Advanced Studies Institute in Mathematics of Data Science & Machine Learning

Date: January 5-13, 2024
Venue: Urgench State University (Uzbekistan)
Contact: Zair Ibragimov (California State University, Fullerton)
E-mail: zibragimov@fullerton.edu

Key Lecturer:

Guido Montufar

Guido Montufar

University of California

Los Angeles

 

Overview

This series of lectures will cover introductory and advanced topics in data science and machine learning with a focus on mathematical and statistical aspects. Knowledge outcomes: Understanding of the mathematical and statistical foundations of data science and machine learning. Tradeoffs of machine learning in regard to approximation, estimation, and optimization. Contemporary views of machine learning with overparametrized models, learning regimes, and algorithmic regularization. Parameter space and function space perspectives in learning. Quantitative analysis of parameter optimization and
statistical generalization in overparametrized learning models covering methods such as the neural tangent kernel and neural network Gaussian processes. Overview of learning modalities and architectures,
such as graph neural networks, generative models, and transformers.

Topics

  • Learning from data
  • Statistical learning theory
  • Models, architectures, regimes
  • Geometric techniques
  • Optimization and algorithmic biases

 

Key Lecturer:

Volodymy Melnykov

Volodymyr Melnykov

University of Alabama

 

 

Overview

Cluster analysis is one of the fundamental unsupervised machine learning problems that aims at constructing data groups in such a way so that observations within each group are similar but data points in different groups are relatively distinct. Applications of cluster analysis can be found in image analysis, pattern recognition, and social network analysis. Model-based clustering is a popular clustering technique relying on the notion of finite mixture models. It assumes the existence of a one-to-one correspondence between data groups and mixture components and provides a highly interpretable and remarkably flexible approach to data partitioning. We will consider several recent developments in model-based clustering supporting the discussion with various illustrative real-life applications.

ENTRIES SHOWN.
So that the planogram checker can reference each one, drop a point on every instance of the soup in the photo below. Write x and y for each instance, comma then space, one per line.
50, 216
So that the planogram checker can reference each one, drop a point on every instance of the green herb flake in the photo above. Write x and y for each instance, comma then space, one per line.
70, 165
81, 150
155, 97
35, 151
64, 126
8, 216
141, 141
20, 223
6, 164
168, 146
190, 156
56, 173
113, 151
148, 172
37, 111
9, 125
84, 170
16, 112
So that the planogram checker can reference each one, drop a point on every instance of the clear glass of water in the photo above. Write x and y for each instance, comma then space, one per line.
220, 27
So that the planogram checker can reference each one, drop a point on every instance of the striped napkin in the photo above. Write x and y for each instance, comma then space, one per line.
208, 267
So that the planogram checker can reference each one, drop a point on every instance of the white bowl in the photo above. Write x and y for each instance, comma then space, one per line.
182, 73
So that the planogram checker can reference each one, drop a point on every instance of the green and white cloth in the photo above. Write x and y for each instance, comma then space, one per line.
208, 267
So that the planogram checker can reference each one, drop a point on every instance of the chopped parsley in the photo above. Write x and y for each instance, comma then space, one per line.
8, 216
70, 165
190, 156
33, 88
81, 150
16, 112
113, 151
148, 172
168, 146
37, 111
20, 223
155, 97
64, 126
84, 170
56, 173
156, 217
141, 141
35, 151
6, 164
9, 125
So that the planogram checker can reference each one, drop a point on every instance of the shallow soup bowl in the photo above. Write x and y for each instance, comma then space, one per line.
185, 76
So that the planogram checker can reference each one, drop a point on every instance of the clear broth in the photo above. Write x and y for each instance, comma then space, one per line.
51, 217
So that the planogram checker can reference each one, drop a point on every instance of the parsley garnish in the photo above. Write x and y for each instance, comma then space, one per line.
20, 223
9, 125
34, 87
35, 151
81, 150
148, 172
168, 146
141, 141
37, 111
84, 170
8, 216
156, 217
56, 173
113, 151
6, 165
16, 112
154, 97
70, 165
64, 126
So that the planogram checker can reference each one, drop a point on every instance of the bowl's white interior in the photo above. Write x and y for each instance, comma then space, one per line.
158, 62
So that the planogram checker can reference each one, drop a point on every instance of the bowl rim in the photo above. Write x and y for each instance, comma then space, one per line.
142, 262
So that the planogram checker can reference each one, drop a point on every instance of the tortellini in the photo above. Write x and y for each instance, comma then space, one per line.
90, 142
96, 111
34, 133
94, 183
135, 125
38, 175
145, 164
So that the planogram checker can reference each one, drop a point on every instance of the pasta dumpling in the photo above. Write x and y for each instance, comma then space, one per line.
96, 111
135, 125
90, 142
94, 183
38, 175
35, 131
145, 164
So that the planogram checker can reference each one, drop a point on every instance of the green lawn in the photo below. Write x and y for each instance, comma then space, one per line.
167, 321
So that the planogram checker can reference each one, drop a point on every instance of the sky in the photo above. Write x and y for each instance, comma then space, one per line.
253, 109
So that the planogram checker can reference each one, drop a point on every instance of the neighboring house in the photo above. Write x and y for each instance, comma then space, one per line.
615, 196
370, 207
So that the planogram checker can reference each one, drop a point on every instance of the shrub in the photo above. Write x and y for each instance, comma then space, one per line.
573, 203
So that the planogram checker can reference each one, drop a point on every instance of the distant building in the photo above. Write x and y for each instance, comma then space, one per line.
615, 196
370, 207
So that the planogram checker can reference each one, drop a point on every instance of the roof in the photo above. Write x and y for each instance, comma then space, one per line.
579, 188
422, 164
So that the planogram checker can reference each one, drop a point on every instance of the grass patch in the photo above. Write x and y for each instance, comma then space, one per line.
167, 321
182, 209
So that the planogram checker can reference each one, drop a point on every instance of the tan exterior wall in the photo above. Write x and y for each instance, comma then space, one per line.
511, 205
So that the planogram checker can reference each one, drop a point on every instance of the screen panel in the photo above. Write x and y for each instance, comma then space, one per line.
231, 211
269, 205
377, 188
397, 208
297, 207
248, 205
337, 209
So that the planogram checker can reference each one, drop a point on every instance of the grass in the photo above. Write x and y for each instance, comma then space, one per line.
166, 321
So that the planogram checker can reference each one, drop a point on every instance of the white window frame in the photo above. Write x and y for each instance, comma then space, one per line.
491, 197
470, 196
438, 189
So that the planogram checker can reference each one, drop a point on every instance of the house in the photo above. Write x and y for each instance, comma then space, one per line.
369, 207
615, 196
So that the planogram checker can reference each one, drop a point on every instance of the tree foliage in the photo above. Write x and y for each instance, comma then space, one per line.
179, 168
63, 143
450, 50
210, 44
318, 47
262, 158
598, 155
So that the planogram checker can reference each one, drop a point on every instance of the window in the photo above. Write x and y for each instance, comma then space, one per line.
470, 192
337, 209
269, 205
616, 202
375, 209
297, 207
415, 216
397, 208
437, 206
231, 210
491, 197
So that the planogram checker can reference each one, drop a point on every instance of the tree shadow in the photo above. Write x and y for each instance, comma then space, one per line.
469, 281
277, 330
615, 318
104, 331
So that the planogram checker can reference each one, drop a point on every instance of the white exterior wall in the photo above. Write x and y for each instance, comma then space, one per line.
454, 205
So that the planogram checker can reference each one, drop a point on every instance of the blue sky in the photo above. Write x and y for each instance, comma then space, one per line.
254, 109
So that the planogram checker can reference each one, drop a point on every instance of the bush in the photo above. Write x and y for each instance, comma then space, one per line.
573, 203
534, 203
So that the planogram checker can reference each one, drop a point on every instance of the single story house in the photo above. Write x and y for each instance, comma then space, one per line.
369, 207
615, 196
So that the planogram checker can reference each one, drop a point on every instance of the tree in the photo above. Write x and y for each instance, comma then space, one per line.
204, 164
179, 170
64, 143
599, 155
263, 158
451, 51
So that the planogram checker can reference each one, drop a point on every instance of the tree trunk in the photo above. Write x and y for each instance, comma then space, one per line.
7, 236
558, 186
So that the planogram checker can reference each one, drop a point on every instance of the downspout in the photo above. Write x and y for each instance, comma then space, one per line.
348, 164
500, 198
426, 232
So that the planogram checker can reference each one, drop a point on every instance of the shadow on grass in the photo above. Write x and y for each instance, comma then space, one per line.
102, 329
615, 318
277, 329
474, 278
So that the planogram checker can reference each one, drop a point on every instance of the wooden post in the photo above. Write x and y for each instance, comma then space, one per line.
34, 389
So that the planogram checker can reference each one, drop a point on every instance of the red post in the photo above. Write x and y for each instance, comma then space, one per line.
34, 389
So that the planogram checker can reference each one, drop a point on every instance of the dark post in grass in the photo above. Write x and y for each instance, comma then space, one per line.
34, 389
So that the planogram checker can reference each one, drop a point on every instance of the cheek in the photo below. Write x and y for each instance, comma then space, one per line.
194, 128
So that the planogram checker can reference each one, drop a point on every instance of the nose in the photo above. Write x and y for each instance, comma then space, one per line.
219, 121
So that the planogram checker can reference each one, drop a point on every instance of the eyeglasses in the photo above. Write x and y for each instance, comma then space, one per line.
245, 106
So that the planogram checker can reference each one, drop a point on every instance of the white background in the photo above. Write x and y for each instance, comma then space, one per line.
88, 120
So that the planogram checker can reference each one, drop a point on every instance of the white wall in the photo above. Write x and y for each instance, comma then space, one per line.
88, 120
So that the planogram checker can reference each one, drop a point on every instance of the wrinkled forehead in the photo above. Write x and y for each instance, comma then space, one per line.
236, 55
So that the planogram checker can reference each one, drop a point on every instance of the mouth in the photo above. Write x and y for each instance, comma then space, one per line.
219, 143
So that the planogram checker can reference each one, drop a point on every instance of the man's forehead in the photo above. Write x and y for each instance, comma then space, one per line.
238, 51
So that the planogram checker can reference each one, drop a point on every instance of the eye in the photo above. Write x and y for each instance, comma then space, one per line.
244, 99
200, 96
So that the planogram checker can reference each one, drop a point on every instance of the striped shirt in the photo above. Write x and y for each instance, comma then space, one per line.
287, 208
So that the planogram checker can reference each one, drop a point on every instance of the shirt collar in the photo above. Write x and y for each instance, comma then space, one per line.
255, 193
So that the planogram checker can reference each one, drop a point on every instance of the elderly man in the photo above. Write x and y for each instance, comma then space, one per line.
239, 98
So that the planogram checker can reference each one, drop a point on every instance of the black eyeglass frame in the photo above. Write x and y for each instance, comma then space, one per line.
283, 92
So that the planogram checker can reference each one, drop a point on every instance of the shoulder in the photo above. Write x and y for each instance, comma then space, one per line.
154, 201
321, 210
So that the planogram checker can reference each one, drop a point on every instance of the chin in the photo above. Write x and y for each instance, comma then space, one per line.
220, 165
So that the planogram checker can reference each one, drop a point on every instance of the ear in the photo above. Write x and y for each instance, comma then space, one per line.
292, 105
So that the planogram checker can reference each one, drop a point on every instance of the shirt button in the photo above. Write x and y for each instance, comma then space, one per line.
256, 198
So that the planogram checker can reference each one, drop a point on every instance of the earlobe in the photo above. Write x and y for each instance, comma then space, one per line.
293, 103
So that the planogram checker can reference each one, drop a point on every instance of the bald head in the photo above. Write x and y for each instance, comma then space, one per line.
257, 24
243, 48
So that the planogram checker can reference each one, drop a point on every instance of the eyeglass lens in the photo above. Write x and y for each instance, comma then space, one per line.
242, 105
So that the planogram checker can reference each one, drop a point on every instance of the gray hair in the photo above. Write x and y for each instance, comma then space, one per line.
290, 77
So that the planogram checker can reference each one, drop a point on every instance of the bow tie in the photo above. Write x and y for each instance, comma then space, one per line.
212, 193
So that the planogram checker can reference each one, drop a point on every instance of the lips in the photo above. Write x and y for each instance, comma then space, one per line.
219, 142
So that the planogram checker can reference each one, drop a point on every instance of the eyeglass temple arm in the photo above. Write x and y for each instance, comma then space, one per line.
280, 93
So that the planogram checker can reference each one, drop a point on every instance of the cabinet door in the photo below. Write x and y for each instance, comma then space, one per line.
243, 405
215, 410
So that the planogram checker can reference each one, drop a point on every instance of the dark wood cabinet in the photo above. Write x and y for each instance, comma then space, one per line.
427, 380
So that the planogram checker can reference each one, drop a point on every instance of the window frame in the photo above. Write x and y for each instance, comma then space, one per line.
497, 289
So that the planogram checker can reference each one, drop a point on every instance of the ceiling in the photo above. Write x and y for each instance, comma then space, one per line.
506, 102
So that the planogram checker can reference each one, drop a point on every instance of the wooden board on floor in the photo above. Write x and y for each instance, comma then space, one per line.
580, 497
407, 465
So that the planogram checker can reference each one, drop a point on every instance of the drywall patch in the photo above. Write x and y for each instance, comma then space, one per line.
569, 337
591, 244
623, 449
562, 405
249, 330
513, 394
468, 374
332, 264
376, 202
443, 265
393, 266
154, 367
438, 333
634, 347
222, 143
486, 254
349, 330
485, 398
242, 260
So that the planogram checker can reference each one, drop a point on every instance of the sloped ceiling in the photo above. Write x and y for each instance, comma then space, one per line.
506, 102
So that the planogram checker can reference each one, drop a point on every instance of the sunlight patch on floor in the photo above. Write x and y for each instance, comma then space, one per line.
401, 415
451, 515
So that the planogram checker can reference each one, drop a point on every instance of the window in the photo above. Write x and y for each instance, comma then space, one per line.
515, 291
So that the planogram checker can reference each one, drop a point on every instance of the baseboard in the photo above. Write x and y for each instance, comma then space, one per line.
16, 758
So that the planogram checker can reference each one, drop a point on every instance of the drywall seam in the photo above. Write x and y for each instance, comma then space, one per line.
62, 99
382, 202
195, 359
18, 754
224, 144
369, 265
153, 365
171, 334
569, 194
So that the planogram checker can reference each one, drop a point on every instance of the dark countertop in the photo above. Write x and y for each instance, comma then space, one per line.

TO-DO LIST.
- a) Please retype everything in the institute announcement from "This series of" down to "models, and transformers.".
- b) Extend the institute announcement, picking up right after its final sentence.

ANSWERS BELOW.
- a)
This series of lectures will cover introductory and advanced topics in data science and machine learning with a focus on mathematical and statistical aspects. Knowledge outcomes: Understanding of the mathematical and statistical foundations of data science and machine learning. Tradeoffs of machine learning in regard to approximation, estimation, and optimization. Contemporary views of machine learning with overparametrized models, learning regimes, and algorithmic regularization. Parameter space and function space perspectives in learning. Quantitative analysis of parameter optimization and
statistical generalization in overparametrized learning models covering methods such as the neural tangent kernel and neural network Gaussian processes. Overview of learning modalities and architectures,
such as graph neural networks, generative models, and transformers.

- b)
Topics

  • Introduction to unsupervised machine learning and model-based clustering
  • Modeling matrix- and tensor-variate data
  • Semi-supervised machine learning and model-based clustering
  • Modeling time-dependent categorical sequences
  • Finite mixture modeling in stylometry

Invited Speakers

Jamolbek Mattiev

Jamolbek Mattiev

Urgench State University, Uzbekistan

Title: Associative classification model based on clustering

Abstract: The size of collected data is increasing and the number of
rules generated on those datasets is getting bigger. Producing compact
and accurate models is being the most important task of data mining. In
this talk, we present a new associative classifier that utilizes
agglomerative hierarchical clustering. Experimental evaluations show
that proposed method achieves significantly better results than
classical rule learning algorithms in terms of rules on bigger datasets
while maintaining classification accuracy on those datasets.

 

 


 

Michael Murray

Michael Murray

University of California, Los Angeles

Title:  An Introduction to Benign Overfitting

Abstract: Conventional machine learning wisdom suggests that the generalization error of a complex model will typically be worse versus a simpler model when both are trained to interpolate data. Indeed, the bias-variance trade-off implies that although choosing a complex model is advantageous in terms of approximation error, it comes at the price of an increased risk of overfitting. The traditional solution to managing this trade-off is to use some form of regularization, allowing the optimizer to select a predictor from a rich class of functions while at the same time encouraging it to choose one that is in some sense simple. However, in recent years it has been observed that many models, including deep neural networks, trained with minimal if any form of explicit regularization, can almost perfectly interpolate noisy data with nominal cost to their generalization performance. This phenomenon is referred to as benign or tempered overfitting and there is now great interest in characterizing it mathematically. In this talk I’ll give an introduction and motivation for the topic, describe some of the key results derived so far and and highlight open questions.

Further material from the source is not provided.